* [ЗАДАНИЕ A]: Перескажите в двух предложениях текст о связях романа Булвера-Литтона с «Преступлением и наказанием» Достоевского.

* [ТЕКСТ ДЛЯ ЧТЕНИЯ]:
%%

В контексте восприятия ньюгейтской прозы русской литературно-эстетической традицией особое место принадлежит Ф.М. Достоевскому. Уже поверхностного взгляда на роман Ф.М. Достоевского «Преступление и наказание» достаточно, чтобы увидеть в нем параллели с указанным романом Булвера-Литтона, что и отмечается рядом исследователей.
Так, по словам Ю.И. Кагарлицкого, Булвер «впервые за тридцать четыре года до появления "Преступления и наказания" (разумеется, на другом уровне таланта) поставил вопрос о недопустимости преступления для выдающейся личности, даже против человека ничтожного» [Кагарлицкий, 1985, с. 546]. На сходство романа Булвера с «Преступлением и наказанием» Достоевского указывают и другие, в том числе зарубежные исследователи: «В своем признании Эрам описывает этот умственный процесс очень подробно (это удивительно напоминает в общих чертах мысли позднего Раскольникова)», - пишет К. Холлингсворт [НоШ^Б'ОгШ, 1963, с. 89]. Анализ возможных сюжетных реминисценций провел в своей статье французский исследователь Р. Мессак. В нашей статье мы попытаемся более подробно исследовать интертекстуальные отношения названных произведений, на первый взгляд, таких далеких друг от друга, с целью установления преемственности развития романного жанра в английской и русской литературах.
О заметном сходстве, а, следовательно, и о возможном влиянии романа «Юджин Эрам» на создание «Преступления и наказания» делал предположение Г.М. Фридлендер: «Русский перевод "Юджина Эрама" был приложен к «Библиотеке для чтения» за 1860 год, так что роман этот, без сомнения, был известен Достоевскому» [Фридлендер, 1964, с. 204]. Роман Булвера-Литтона называет и Б.Г. Реизов среди произведений, в которых представлены «теории, выраставшие из действительности Х1Х в. и вызывавшие борьбу во всех странах Европы», и которые, «глубоко понятые Достоевским, получили свое отражение и опровержение в "Преступлении и наказании"» [Реизов, 1971, с. 393].
Выдвигая вопрос об интертекстуальных связях английского (булверовского) ньюгейтского и русского классического (Ф.М. Достоевского) романов, многие исследователи, вместе с тем, настаивают на французских источниках «Преступления и наказания», в том числе и упомянутые выше Г. М. Фридлендер и Б. Г. Реизов не сбрасывают со счетов рецептивное воздействие популярных в то время произведений Бальзака, Гюго, Стендаля, Ж. Санд, Ш. Нодье и, конечно, Э. Сю. Р.С. Белоусов указывает также на французский документальный источник, возможно, подтолкнувший Достоевского к созданию образа гордого, образованного преступника - дело Ласенера [Белоусов, 2004, с. 319-345].

%%

* [СОХРАНЁННЫЕ ЗАПИСИ]:
%%

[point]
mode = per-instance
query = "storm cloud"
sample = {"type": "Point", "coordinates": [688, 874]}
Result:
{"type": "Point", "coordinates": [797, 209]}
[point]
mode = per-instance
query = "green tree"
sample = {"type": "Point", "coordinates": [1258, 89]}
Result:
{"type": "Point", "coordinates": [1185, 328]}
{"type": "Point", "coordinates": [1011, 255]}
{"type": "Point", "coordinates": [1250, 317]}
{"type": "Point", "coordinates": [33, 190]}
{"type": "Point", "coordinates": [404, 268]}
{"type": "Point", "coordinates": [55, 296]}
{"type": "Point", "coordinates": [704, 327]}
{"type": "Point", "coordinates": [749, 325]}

%%
%%

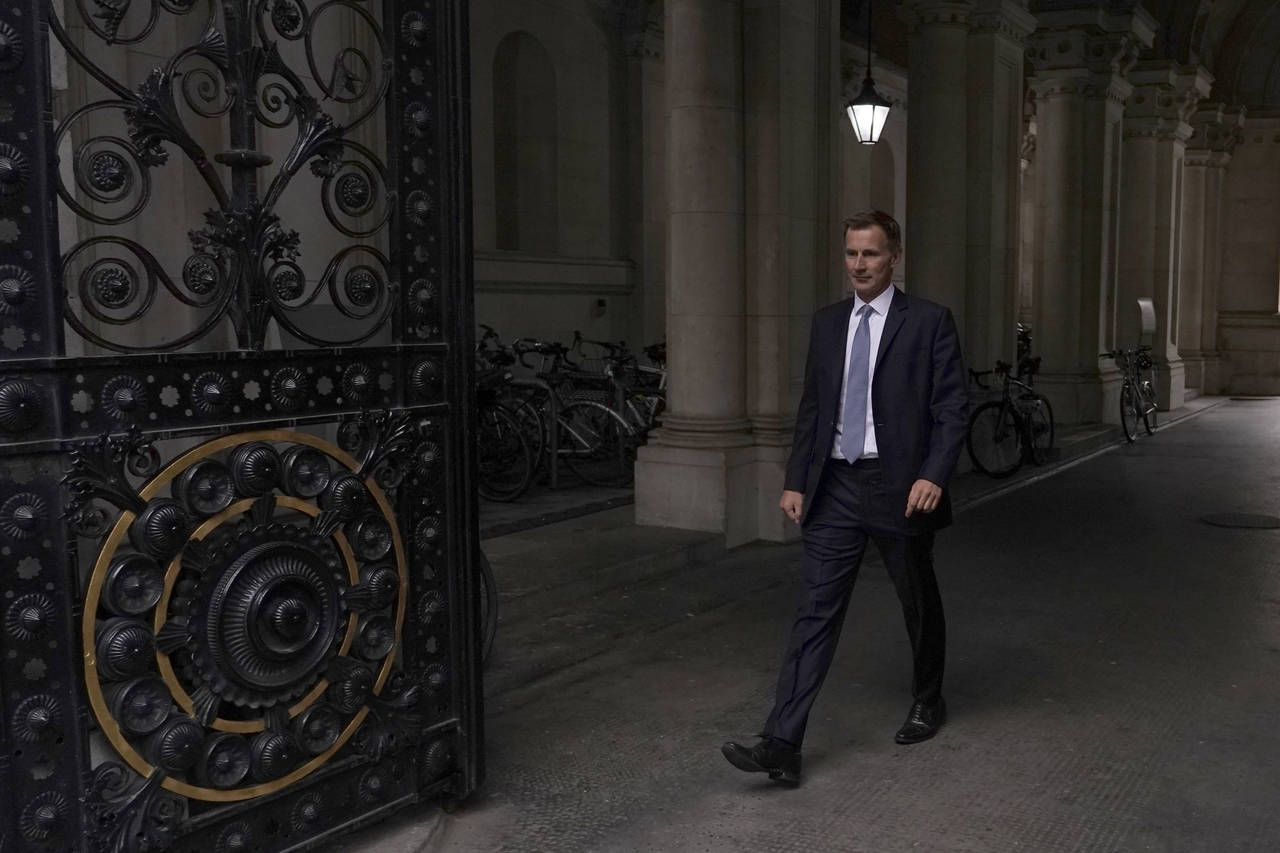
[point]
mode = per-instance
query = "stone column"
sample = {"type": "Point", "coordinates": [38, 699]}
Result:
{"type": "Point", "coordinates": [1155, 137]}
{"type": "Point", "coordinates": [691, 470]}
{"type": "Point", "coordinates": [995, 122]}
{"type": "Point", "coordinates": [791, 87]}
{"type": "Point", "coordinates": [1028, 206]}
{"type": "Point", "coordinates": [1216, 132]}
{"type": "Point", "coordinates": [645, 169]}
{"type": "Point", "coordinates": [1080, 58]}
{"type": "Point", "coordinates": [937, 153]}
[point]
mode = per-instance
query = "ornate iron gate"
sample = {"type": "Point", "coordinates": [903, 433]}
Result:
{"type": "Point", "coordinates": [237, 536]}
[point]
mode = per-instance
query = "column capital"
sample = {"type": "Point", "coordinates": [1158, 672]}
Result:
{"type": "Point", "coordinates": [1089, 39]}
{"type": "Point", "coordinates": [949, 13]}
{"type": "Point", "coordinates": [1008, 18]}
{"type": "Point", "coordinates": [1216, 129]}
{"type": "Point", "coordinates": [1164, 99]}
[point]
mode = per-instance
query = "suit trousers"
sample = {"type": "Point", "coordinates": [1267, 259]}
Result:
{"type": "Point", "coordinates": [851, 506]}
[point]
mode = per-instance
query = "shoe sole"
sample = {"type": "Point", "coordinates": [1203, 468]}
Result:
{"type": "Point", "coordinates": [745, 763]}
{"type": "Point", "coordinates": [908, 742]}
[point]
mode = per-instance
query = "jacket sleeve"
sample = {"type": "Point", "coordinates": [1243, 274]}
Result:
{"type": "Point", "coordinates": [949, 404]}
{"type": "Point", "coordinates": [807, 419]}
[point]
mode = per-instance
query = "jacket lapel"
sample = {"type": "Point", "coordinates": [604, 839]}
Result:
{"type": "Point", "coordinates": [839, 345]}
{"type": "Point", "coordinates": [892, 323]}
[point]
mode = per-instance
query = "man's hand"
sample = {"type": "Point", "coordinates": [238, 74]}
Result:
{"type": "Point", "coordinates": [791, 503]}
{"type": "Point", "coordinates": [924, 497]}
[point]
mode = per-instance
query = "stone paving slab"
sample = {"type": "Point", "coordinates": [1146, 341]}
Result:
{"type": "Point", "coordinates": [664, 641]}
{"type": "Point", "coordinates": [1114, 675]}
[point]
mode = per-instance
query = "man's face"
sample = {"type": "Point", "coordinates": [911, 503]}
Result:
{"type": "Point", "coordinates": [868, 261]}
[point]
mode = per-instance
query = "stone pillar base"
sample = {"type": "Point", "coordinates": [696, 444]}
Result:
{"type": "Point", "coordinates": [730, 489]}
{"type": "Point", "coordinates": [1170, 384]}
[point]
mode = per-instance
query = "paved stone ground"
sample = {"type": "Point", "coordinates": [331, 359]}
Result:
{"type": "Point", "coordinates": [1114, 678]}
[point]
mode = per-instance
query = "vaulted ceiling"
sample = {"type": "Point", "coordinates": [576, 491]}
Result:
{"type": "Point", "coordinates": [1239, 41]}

%%
%%

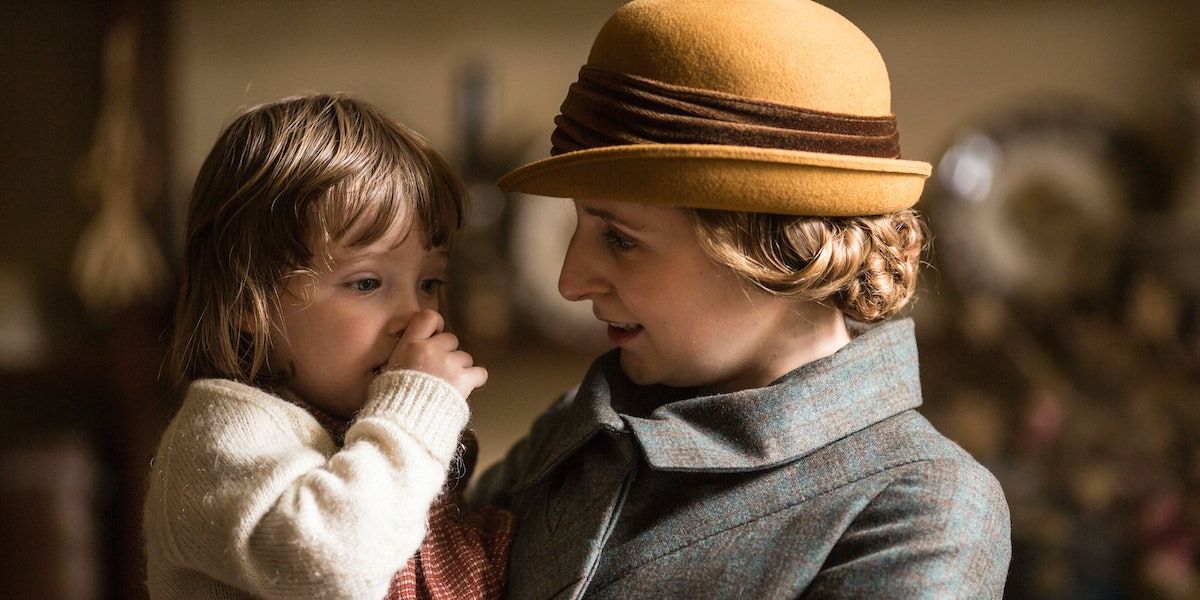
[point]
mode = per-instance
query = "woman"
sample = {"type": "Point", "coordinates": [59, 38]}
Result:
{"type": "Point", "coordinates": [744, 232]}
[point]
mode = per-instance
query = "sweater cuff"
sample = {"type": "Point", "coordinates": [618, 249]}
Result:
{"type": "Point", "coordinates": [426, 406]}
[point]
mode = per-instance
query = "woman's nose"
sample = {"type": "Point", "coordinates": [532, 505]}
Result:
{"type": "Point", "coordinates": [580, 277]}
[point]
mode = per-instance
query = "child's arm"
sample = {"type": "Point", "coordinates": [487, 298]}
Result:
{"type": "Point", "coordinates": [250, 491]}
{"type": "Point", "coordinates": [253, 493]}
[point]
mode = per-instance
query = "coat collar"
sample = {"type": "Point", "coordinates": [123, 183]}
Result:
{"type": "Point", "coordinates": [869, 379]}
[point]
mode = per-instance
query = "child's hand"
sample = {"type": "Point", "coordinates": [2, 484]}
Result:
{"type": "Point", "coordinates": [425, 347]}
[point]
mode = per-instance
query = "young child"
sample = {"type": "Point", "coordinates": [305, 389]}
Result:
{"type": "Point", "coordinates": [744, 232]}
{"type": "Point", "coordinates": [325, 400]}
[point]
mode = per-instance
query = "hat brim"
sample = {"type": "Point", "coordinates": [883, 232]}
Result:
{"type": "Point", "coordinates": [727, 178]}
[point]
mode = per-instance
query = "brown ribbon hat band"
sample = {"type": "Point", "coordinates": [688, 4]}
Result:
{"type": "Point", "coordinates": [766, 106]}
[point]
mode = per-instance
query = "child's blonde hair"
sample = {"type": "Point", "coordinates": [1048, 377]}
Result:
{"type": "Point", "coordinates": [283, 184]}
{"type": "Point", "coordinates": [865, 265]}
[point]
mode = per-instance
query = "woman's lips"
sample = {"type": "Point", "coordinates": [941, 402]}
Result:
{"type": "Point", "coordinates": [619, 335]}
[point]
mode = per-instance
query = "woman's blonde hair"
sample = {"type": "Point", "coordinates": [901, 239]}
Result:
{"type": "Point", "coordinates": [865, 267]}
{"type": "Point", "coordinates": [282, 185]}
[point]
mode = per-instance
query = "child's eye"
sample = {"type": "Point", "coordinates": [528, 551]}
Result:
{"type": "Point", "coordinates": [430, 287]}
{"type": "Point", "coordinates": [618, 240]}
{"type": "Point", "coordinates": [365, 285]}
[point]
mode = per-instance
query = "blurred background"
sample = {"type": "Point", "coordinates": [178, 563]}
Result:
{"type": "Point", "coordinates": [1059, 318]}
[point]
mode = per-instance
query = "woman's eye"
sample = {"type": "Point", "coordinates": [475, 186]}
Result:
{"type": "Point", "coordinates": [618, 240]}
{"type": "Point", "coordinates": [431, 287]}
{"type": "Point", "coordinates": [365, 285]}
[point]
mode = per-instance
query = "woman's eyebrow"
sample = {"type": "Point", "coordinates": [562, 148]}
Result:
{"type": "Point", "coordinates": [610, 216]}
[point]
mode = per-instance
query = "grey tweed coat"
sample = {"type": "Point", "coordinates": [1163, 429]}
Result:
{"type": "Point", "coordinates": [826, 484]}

%%

* [ЗАДАНИЕ B]: Укажите, сколько строк в записях содержат слово «column». Ответ дайте одним числом.

* [РЕЗУЛЬТАТ ВЫПОЛНЕНИЯ A]: Ряд исследователей, в том числе Ю.И. Кагарлицкий, Г.М. Фридлендер и Б.Г. Реизов, отмечают сходство романа Булвера-Литтона «Юджин Эрам» с «Преступлением и наказанием» и допускают его влияние на Достоевского. Вместе с тем многие из них указывают и на французские источники романа Достоевского: на произведения Бальзака, Гюго, Стендаля, Ж. Санд, Ш. Нодье и Э. Сю, а Р.С. Белоусов указывает также на дело Ласенера.

* [РЕЗУЛЬТАТ ВЫПОЛНЕНИЯ B]: 2